- **A fazer**:
- A) Segundo o texto sobre a ditadura de Pinochet, em que ano saiu a obra Lumpérica, de Diamela Eltit?
- B) Prossiga com o texto sobre a ditadura de Pinochet a partir da última frase apresentada.

- **Trecho**:
=====

Um dia como hoje, há 46 anos o general do exército chileno Augusto Pinochet tomou o Palácio La Moneda e alterou radicalmente os rumos da história do país chileno. Até os dias de hoje, as memórias borradas e as lembranças encarnadas na pele, das/dos campanheirxs, amigxs, familiares desaparecidxs e assassinadxs pela truculência da ditadura militar no nosso país vizinho, estão presentes em cada 11 de setembro.

O golpe de Estado que assassinou o projeto democrático popular liderado pelo presidente Salvador Allende foi arrebatado junto com a sua vida. Nesse período de controle social totalitário, a nação chilena conviveu por um longo tempo com a censura, torturas, perseguições e com a morte. Além das políticas econômicas que agudizaram os problemas sociais, devido aos quais as camadas populares empobreceram ainda mais na ditadura de Pinochet.

No auge da ditadura chilena nos anos 80, a instrumentalidade sofisticada das torturas tiveram seus efeitos: o medo e o silencio calaram as ruas, as cidades, o país. Os dados divulgados pela Comissão Nacional sobre Prisão Política e Tortura indicou a crueldade em que os corpos de mulheres eram submetidas. Foram um total de 3.621 mulheres detidas, 3.399 foram estupradas de forma individual ou coletiva pelos militares. Os militares chilenos também colocaram ratos vivos dentro das vaginas das prisioneiras, como também se utilizaram de cachorros (pastores alemães e mastins) para violar as prisioneiras.

Mulheres chilenas que estavam grávidas e desapareceram/Foto: Biblioteca Nacional do Chile

Num cenário de guerra, a história cinza da nação chilena contamina a todas/os, aos que somos os filhos, os netos e outras gerações, já não mais sentidas com corpo, mas com a alma.

Contraditoriamente, a poesia feminina ou a escritura de mulheres floresceram nos anos 80. Foi um período marcado por criações artísticas que emergiram de novas propostas estéticas vinculadas à literatura nacional, ainda nesse período foram editadas várias publicações de mulheres.

Tais publicações mantiveram suas particularidades. Conformada por grupo heterogêneo, a escritura das mulheres chilenas se transformou. Houve, portanto, uma recolocação significativa da mulher no mundo literário.

Entre poemas, poesias e novelas se destacaram: Carmen Berenguer, Diamela Eltit, Eugenia Brito, Teresa Calderón, Heddy Navarro, Soledad Fariña, Elvira Hernández, Verónica Zondek e Alejandra Basualto. Foram elas que inundaram os circuitos artísticos – culturais com temas relacionados à sensualidade, o erotismo, a denúncia, a marginalidade e a política, entre outros temas de relevância singular e compartilhada de ser mulher e que traduzem uma época.

A obra Lumpérica, publicada em 1983, da escritora Diamela Eltit foi um exemplo da projeção literária na ditadura. A novela definida por sua autora como: “rota, fragmentada e com muitos pontos de entradas” combina no nome da obra a palavra lúmpen – referindo-se ao lumpemproletário – com a palavra América.

O conteúdo de ficção, na verdade é a realidade encarnada de censura, de reticências entre vidas, corpos e vozes. “Penso que esse dado – mesmo fantasioso, no meu caso, pelo tipo de projeto narrativo operou em algum nível agravando a crise repressiva que a linguagem e o falar com a linguagem sofre, abaixo à ditadura chilena”.

=====

- **Itens do conjunto de dados**:

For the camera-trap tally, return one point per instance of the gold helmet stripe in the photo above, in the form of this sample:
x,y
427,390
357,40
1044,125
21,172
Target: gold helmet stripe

=====

- **Respostas por tarefa**:
- A) Em 1983.

- B)
Já nas palavras transformadas em poemas nas mãos de Elvira Hernández, La Bandera de Chile, obra publicada 1987 que reuniu seus poemas num formato de diário, retrata as reflexões e preocupações da poetiza com seu país. As cópias dessa obra que se construiu entorno do emblema nacional – a bandeira chilena – circulou de maneira clandestina durante os anos de ditadura. Convertendo a autora em uma das vozes da resistência chilena. Na estética linguística de Elvira, ainda se destacam uma ruptura com a sintaxe clássica, qual explora recursos narrativos da cultura popular e tradicional. Sua escritura também esteve marcada pelo desenraizamento e marginalidade, situadas não apenas na condição social, mas como reflexo da situação periférica no ordenamento global.

Foto: Biblioteca Nacional do Chile

O Primeiro Congresso Internacional de Literatura Feminina Latino-americana foi também um acontecido importante para sacudir a escritura das mulheres, que ocorreu em igual período, no ano de 1987. A obra Escribir en los Bordes reuniu os debates realizados durante o evento. Nas palavras da escritora Carmen Berenguer, uma das organizadoras do evento, a metáfora da escritura nas margens escolhida para dar nome à obra “insinua ser o signo de um ingresso oblíquo e frágil, promovendo certa prática horizontal, uma escritura em La Menor” – referindo-se às notas de música.

A compilação do evento realizado em Santiago, capital chilena, inclui discussões de mesas sobre crítica literária, teoria feminista, literatura, reflexões sobre o patriarcado, estratégias para narrativas e poesias femininas e latino-americanas. Além destas atividades, foram realizados recitais poéticos com muitas outras vozes, novas vozes da literatura de outros lugares. De acordo com Carmen Berenguer, o Congresso apostou em romper o silenciamento histórico e cultural da voz feminina e particularmente, no contexto colocado pela ditadura militar. “À mulher escritora, desde a história herdada, não tem sido fácil, e não é fácil articular esses mecanismos de poder” – palavras da escritora.

De acordo com a notícia divulgada no jornal chileno El Mercurio logo após o evento, as autoras chilenas conseguiram realizar algo histórico, inédito nessa sociedade enraizada pelos machismos e militarização da vida. Ainda na nota, se destaca: “entregaram novos aportes para a discussão em torno da identidade feminina, desde âmbito teórico e da expressão criativa da mulher”. Os intensos diálogos, debates e o cruzamento de ideias e reflexões da condição da mulher nessas geografias foram significativas para os rumos da literatura e da cultura na região, constituíram a crítica “neofeminista” no Chile, de acordo com a análise feita por Carmen. O neofeminismo, nas palavras da escritora naquela década, “descansa em um conceito da diferença entre os sexos, distinto da conceito – da década de 60 e 70, que falava da igualdade dos sexos. Aqui a conotação é a diferença sexuada, política e cultural com respeito ao homem. Nela recai uma nova denominação: o reconhecimento de ser a outra, não aquela falada, inventada, relatada por ele, o homem”.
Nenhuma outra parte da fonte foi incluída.